### SOURCE
+-------+

Ever since, I've had many of them.  I've been an emotional player when it was all said and done really.  But I try to keep my emotions in check while the tournament is going on because I feel like I need to save it in case there is something more.  Can't be an emotional rollercoaster throughout the whole career, season, or match.
So I'm more surprised in all the things I have achieved.  I'm shocked every time that I've reached so many finals or won against so many players or whatever record it is.  It strikes me and makes me obviously very happy and very proud that I've been able to do it for so many years at the highest of levels.

Q.  This is your victory number 12 in 12 matches against David.  Why is it so easy for you to play against Ferrer?
ROGER FEDERER:  It's not so easy as it might look and seem.  It's a lot of hard work.  I think today, again, was very close.  I've maybe had some easier matches against him.  But lately they've all been very tough, very physical.
He's improved a lot.  He's really cemented himself into the top 10, now even into the top 5.  I expect him to have another very solid and good season if things fall in place for him.  You can see why.  He's one of the best returners we have in the game.  He's got great mental toughness.  He's extremely fit.  Then he brings, you know, a lot of shots to the table.
So he's a very tough player to play against.

Q.  Could you sum up your thoughts going into tomorrow's final and really how much it would mean to you to lift that record sixth title.  Also talk a bit about both players for us.
ROGER FEDERER:  Well, it's obviously a special occasion for me tomorrow playing my hundredth final, possibly winning my 70th, winning my sixth at the World Tour Finals.  That would be a record.
Anyway, there's a lot on the line, and in a way there's not.  All I can do is try to play a good match against a dangerous player.

+-------+

### ENTRIES
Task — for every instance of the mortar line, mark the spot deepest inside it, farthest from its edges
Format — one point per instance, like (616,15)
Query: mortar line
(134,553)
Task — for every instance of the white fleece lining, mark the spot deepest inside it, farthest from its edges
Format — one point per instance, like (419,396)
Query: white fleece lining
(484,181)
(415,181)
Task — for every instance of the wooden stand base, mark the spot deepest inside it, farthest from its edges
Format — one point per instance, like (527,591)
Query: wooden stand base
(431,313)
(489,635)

+-------+

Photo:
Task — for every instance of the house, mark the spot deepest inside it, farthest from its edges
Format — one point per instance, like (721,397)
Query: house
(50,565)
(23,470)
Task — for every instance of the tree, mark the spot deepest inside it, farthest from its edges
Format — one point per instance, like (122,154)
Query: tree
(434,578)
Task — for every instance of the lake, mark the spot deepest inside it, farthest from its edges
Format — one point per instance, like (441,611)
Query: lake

+-------+

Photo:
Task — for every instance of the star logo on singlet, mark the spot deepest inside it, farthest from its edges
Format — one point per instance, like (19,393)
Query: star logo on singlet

+-------+

### STATED EXERCISE
In the interview, which final in Federer's career would tomorrow's match be? The entries have no connection to the interview.

### SOLUTION TO THE EXERCISE
His hundredth final.